[Data listing]

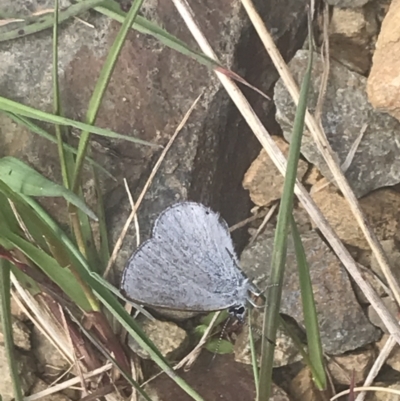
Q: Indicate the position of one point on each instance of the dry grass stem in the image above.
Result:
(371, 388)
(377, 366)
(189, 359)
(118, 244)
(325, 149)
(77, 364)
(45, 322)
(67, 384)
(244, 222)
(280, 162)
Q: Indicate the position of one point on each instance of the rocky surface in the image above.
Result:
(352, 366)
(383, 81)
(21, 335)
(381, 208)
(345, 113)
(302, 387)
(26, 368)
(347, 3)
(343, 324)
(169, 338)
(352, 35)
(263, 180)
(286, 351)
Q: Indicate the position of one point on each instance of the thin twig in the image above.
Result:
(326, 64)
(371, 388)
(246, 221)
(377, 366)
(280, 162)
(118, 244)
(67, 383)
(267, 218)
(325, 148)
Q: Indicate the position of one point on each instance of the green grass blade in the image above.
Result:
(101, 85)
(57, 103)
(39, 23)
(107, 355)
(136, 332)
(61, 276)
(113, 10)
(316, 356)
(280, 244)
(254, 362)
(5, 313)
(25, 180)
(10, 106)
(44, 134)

[/Data listing]
[Data listing]

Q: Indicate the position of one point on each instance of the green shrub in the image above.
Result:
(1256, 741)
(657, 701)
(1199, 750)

[/Data listing]

● **What you need to do**
Show the lines of the records above that mention "each".

● **Problem solution**
Q: Indicate the position of one point on each instance of the dry grass stem in the image above.
Q: Indicate the position of one point on each instance of the rocky surface in the image above.
Q: Indicate the position of one point on each instance of the thin twig in the image above.
Q: Indicate the position of one point on each instance of the green grass blade in the image above.
Q: Indicate the position of one point on each instance of the green shrub in the image above.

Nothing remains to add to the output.